→ Problem details: Could you set down exactly the lines in the records below between the line holding "the concrete curb" and the line holding "of the roadside", inclusive?

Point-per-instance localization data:
════

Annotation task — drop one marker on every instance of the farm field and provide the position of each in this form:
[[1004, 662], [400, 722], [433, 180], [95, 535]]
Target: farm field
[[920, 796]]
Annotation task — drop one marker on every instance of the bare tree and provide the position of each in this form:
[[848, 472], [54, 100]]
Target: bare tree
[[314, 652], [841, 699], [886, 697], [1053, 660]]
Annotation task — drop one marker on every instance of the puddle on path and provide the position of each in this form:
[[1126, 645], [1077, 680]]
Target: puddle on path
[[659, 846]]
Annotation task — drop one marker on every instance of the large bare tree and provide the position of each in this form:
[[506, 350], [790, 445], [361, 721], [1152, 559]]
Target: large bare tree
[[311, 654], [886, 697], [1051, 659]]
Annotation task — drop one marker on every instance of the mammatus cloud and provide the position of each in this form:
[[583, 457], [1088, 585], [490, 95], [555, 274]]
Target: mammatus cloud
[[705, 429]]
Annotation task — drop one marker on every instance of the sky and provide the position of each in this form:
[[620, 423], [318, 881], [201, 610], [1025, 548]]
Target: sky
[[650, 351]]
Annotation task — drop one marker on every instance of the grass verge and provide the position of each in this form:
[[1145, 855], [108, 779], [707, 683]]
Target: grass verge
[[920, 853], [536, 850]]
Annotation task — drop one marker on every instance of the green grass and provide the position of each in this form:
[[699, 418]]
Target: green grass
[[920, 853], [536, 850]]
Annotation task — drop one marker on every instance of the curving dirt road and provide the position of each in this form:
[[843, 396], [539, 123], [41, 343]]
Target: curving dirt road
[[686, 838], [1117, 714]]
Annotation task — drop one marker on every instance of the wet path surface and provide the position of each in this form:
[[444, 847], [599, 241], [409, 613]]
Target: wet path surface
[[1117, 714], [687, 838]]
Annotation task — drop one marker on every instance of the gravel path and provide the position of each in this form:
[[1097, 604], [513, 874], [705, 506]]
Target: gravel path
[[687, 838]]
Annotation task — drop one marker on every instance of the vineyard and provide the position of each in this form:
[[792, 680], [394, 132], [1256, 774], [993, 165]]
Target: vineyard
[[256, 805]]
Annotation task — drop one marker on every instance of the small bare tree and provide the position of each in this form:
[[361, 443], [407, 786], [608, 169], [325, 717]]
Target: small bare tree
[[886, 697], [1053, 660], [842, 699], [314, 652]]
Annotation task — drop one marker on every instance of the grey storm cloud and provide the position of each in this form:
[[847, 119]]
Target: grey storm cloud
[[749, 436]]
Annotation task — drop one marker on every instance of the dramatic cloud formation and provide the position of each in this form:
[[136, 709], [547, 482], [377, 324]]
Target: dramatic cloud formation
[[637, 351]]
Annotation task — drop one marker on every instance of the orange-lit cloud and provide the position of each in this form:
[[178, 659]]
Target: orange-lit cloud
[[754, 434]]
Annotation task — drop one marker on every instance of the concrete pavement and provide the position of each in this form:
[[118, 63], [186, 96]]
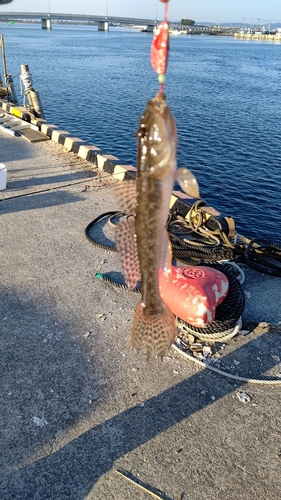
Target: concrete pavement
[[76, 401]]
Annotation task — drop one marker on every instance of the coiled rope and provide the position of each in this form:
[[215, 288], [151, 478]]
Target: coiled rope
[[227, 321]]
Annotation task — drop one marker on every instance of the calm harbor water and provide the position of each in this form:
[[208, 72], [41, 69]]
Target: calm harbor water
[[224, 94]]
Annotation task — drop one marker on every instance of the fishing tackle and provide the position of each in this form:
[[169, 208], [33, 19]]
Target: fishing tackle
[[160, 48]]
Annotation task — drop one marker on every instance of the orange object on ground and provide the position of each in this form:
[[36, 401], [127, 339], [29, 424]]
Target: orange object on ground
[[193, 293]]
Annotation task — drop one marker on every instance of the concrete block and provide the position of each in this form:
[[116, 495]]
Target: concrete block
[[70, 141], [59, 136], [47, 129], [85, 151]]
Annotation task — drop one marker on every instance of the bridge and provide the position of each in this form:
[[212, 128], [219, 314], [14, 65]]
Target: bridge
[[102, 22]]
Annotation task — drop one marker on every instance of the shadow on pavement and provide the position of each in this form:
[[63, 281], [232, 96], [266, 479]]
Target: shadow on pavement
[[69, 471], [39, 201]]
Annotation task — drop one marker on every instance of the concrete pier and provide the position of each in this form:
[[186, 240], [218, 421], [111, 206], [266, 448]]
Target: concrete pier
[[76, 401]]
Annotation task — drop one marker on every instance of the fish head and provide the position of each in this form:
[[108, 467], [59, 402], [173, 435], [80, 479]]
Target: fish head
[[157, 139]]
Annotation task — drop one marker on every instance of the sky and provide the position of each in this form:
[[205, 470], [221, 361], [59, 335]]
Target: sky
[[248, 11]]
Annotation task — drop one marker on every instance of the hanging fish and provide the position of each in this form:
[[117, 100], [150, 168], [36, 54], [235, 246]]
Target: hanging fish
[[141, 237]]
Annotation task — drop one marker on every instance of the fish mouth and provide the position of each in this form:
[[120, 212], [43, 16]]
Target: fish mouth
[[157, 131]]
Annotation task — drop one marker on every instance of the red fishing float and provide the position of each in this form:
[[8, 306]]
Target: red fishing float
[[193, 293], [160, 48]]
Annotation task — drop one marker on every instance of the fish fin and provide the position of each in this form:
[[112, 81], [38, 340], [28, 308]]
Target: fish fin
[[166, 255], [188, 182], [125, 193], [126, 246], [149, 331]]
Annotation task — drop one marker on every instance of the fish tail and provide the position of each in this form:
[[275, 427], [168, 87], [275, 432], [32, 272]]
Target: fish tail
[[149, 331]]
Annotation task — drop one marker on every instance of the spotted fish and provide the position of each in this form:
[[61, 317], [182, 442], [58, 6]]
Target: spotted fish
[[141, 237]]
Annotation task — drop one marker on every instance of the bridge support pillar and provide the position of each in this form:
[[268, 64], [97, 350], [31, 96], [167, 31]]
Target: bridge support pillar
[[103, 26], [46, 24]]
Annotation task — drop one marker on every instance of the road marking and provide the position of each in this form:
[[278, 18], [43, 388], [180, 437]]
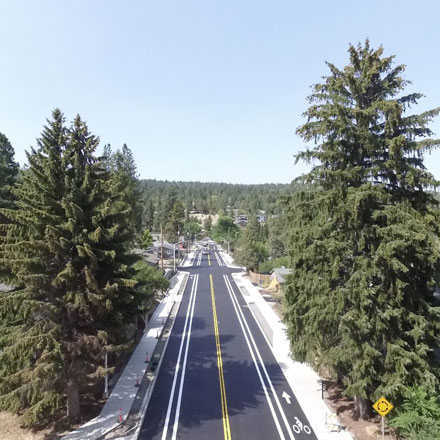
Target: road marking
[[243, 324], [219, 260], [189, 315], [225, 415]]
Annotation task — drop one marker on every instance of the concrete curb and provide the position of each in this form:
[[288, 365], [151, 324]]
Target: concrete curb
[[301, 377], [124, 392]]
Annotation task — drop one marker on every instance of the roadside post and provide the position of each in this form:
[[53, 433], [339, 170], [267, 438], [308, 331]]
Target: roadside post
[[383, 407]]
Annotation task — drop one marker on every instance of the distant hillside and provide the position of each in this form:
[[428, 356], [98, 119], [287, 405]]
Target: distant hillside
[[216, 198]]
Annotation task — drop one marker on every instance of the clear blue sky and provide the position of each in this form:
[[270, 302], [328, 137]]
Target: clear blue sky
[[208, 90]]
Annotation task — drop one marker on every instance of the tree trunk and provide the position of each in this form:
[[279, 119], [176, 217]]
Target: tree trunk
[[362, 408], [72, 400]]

════

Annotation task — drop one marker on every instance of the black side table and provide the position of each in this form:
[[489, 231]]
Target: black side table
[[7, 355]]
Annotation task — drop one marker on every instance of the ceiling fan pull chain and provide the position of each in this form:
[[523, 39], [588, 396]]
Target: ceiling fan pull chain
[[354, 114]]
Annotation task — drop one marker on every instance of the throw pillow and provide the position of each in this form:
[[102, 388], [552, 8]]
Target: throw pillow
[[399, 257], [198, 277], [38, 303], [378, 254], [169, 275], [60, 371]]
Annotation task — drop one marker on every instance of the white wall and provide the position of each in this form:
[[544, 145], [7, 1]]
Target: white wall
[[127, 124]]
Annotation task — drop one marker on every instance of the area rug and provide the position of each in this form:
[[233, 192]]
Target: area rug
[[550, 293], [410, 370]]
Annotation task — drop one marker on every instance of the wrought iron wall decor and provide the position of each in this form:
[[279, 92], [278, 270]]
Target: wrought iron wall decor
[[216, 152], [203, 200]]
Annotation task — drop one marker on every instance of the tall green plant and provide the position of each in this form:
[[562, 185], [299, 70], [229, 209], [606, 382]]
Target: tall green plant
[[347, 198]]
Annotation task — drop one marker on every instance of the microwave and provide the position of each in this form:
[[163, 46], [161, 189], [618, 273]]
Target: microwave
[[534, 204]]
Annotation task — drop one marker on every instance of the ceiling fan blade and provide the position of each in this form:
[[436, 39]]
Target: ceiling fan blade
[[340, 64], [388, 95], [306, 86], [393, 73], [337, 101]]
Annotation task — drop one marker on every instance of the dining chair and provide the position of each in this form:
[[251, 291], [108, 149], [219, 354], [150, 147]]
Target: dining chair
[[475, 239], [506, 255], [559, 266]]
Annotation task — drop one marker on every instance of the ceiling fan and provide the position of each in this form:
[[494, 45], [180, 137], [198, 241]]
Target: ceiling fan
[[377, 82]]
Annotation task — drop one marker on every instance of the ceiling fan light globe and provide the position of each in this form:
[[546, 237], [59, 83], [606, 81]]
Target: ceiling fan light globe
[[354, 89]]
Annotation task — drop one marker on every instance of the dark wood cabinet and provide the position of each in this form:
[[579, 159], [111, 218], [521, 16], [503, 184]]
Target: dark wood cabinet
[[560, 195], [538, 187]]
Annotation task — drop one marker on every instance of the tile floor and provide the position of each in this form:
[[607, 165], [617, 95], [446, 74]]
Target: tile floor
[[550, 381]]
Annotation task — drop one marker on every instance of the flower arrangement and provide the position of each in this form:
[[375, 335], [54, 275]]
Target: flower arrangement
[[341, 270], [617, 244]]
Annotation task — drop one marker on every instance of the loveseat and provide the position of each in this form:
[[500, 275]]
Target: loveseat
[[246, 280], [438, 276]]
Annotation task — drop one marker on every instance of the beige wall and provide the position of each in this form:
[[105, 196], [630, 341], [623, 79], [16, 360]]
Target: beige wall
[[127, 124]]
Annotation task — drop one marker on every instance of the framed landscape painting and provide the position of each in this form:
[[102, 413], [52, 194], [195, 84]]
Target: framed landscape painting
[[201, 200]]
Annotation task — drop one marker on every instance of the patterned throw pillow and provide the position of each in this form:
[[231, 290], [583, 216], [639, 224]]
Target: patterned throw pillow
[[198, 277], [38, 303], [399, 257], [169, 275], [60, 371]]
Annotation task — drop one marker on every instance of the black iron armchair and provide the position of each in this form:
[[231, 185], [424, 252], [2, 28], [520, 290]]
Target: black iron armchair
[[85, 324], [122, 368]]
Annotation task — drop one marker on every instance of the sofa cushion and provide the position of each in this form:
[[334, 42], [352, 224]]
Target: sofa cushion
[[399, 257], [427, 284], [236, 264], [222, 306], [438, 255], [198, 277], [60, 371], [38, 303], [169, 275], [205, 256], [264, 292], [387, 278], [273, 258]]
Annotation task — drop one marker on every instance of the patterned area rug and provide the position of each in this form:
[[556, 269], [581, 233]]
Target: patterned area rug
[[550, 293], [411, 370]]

════

→ Reply:
Annotation task — drop one marker on every instance of the concrete curb and provide the position of each in this form:
[[288, 365], [151, 324]]
Target: concrete curb
[[301, 377], [124, 392]]
Annotation task — drop one marker on every instance of the roadside post and provide the position of each in this form:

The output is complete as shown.